▶ **GOAL OF THE EXERCISE**
Working from the data below, write out exactly the lines from its first through the line that contains "like [97, 41].", both ends included and pictures omitted.

Dataset entries:
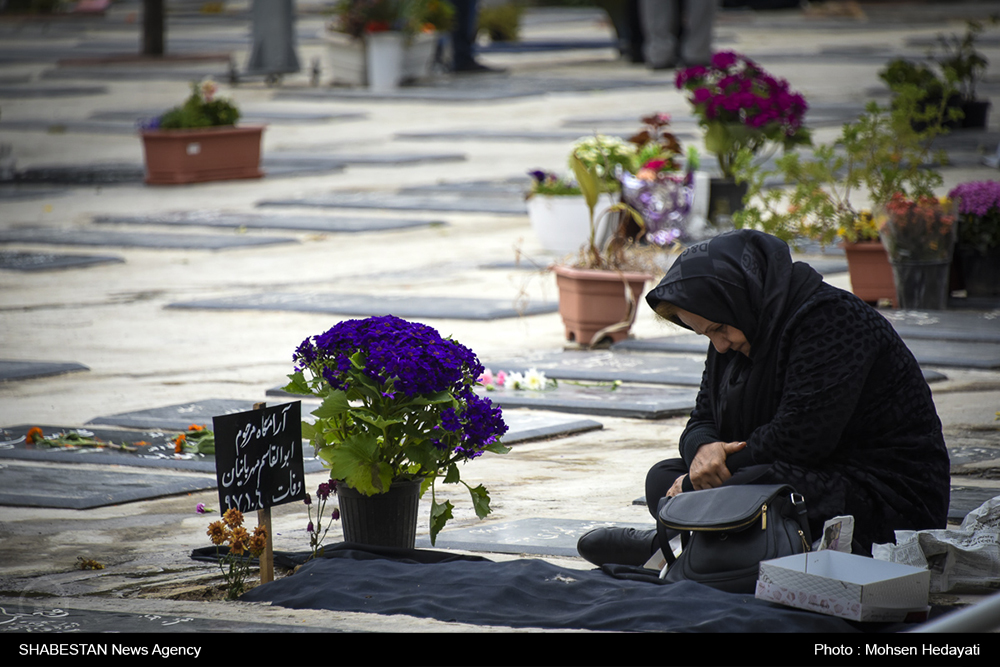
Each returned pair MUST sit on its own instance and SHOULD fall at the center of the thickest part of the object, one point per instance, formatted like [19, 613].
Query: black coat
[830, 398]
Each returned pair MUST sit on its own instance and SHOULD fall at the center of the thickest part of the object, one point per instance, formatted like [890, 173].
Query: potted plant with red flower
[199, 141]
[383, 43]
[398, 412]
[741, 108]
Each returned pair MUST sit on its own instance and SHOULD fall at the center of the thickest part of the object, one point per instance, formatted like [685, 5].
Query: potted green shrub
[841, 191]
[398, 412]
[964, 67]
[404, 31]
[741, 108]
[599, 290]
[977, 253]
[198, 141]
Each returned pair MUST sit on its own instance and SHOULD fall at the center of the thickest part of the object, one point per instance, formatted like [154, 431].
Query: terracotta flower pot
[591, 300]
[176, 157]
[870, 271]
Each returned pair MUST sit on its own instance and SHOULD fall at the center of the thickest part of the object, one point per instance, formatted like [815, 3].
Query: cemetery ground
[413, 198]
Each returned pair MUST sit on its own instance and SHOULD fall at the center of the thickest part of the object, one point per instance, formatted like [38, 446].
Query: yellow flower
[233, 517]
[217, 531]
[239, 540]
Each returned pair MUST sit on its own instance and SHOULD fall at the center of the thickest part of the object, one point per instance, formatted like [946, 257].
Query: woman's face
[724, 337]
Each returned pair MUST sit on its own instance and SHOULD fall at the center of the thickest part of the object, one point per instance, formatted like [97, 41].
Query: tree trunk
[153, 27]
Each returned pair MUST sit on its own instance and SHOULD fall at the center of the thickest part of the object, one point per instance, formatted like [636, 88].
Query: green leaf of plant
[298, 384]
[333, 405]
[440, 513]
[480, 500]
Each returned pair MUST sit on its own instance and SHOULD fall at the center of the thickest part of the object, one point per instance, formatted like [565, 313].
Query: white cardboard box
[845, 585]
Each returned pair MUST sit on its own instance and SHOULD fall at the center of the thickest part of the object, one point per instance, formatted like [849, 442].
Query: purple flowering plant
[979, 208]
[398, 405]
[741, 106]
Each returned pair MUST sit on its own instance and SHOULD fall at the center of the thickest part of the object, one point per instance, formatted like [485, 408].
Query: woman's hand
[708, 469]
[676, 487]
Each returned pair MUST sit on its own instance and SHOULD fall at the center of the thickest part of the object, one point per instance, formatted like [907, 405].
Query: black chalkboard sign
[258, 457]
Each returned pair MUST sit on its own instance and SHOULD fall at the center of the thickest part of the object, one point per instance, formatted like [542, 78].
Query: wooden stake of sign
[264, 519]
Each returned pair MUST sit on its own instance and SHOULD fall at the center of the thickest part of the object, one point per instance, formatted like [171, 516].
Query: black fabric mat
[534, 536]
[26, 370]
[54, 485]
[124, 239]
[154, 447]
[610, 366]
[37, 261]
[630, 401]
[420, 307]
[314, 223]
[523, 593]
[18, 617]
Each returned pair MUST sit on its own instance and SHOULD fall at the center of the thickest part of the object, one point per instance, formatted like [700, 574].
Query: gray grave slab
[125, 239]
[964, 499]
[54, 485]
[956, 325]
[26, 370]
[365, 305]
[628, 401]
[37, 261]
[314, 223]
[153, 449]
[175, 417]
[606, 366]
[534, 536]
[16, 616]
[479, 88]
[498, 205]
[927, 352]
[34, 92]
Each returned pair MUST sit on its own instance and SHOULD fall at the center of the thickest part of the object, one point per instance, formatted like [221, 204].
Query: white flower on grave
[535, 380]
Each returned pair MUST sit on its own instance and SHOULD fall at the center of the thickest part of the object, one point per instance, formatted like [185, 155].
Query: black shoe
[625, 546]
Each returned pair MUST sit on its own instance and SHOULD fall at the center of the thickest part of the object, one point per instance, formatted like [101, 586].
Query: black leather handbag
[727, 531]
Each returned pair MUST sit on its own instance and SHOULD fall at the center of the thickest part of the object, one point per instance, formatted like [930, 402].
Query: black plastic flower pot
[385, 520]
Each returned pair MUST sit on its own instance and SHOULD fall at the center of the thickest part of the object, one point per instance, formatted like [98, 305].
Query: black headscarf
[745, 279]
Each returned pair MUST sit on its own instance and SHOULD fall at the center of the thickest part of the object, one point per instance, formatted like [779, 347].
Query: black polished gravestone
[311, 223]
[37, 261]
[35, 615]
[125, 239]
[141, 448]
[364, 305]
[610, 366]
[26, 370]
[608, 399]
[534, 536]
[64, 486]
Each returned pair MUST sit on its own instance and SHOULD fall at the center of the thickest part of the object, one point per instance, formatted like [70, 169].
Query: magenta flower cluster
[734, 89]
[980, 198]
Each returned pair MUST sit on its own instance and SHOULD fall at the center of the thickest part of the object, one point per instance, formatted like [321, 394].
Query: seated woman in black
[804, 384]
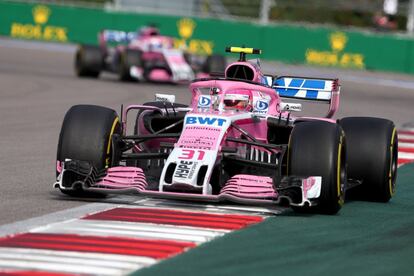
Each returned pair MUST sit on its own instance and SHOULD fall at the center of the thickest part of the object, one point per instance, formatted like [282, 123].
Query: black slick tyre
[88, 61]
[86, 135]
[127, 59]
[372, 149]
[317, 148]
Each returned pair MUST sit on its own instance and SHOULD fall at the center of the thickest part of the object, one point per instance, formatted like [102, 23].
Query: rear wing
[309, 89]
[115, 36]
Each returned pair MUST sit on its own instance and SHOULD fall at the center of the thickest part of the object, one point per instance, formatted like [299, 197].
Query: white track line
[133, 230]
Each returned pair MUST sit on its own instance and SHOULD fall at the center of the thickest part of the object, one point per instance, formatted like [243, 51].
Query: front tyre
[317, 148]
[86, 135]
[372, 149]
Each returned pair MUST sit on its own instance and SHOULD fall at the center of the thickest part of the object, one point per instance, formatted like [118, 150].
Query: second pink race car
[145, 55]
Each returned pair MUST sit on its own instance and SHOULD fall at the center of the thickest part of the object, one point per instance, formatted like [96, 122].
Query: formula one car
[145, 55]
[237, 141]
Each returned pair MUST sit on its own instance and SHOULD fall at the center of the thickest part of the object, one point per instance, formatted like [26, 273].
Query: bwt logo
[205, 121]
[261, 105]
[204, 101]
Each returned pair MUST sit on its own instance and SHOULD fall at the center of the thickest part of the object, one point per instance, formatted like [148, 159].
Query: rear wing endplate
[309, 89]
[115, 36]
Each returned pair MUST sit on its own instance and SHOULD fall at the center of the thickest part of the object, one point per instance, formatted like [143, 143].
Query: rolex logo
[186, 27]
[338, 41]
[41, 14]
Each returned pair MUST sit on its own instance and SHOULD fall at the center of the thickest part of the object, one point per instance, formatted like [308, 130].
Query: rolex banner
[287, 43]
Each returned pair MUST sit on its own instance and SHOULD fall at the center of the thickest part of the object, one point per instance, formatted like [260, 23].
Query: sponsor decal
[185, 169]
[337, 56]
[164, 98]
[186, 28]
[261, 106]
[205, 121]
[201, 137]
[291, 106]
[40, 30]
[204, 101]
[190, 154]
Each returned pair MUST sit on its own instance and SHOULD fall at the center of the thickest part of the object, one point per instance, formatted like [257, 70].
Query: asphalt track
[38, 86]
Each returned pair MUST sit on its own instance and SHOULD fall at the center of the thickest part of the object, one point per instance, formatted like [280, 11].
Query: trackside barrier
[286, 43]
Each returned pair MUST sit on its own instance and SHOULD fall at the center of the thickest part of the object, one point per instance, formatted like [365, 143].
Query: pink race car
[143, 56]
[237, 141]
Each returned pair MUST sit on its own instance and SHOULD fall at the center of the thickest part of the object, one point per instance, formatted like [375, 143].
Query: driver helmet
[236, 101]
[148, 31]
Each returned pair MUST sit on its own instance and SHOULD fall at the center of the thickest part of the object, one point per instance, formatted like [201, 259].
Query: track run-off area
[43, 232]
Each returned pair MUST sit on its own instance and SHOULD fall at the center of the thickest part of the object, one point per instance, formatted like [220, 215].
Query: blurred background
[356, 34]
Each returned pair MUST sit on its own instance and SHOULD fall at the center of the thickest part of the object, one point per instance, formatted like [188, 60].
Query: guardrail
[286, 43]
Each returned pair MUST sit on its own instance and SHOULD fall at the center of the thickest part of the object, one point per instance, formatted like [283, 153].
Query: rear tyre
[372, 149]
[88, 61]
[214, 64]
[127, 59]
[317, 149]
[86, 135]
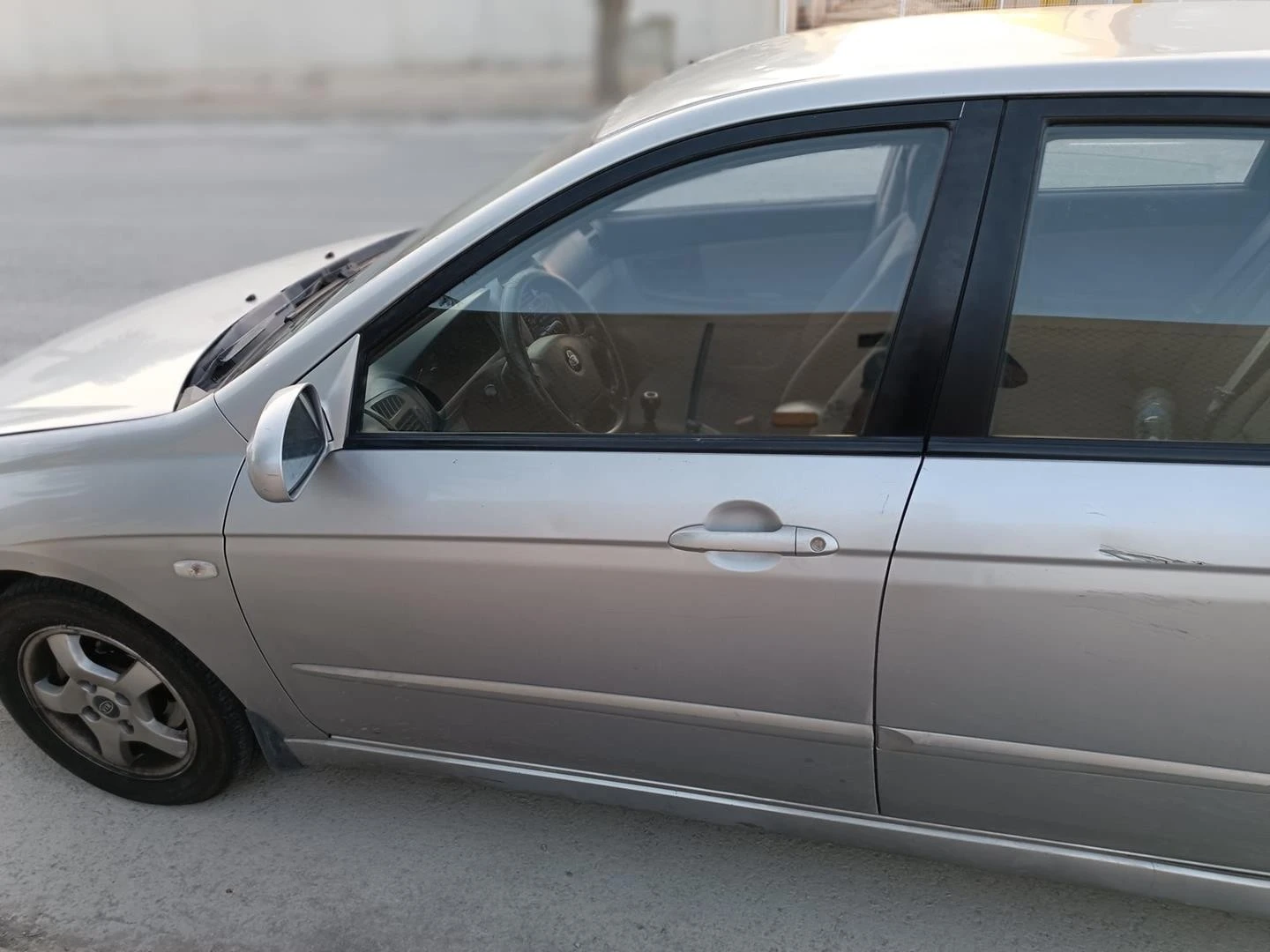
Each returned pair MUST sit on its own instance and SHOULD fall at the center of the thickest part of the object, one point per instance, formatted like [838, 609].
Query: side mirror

▶ **SOLUTION FOR THIS TASK**
Each returned pair MUST sit on its own instance and SHOULD fall at the center of the thickest part of the object, one point per instance, formatted like [19, 613].
Query: black coat
[830, 398]
Each returned pair MUST sit on its own instance and SHOULD fall at the center of the thickest part of the object, one point per instance, formatted like [890, 173].
Query: potted plant with red flower
[199, 141]
[383, 43]
[398, 412]
[741, 108]
Each returned pair MUST sit on its own instance and SHOULD fall at the center of the thickest part of the object, one point per instance, formatted like [685, 5].
Query: potted green shrub
[841, 191]
[398, 412]
[964, 67]
[404, 31]
[741, 108]
[599, 290]
[977, 253]
[198, 141]
Each returned pair MUST sit on its own instance and SHOULD fall at the center of the thickest part of the object, one point per instance, formatted like [154, 431].
Query: terracotta flower pot
[591, 300]
[176, 157]
[870, 271]
Each returned pair MUST sit on its own instance and SHOULD fall at the center of the thickest part of the object, one point per instance, formatted like [815, 3].
Query: cemetery ground
[413, 198]
Each returned pair MUST sit on its own instance and SHOULD fall at the center of the thickest part of the object, one point per instance, formatted like [38, 446].
Query: yellow flower
[233, 517]
[217, 531]
[239, 540]
Each returned pair MUST sit on its own instance and SHOULD fall at the center of the thickest part of the object, one point per instance, formatted like [946, 257].
Query: woman's face
[724, 337]
Each returned pair MUST sit on its own instance and SHOULD fall at the center of the thickest part of the object, one point per instance, formatted like [97, 41].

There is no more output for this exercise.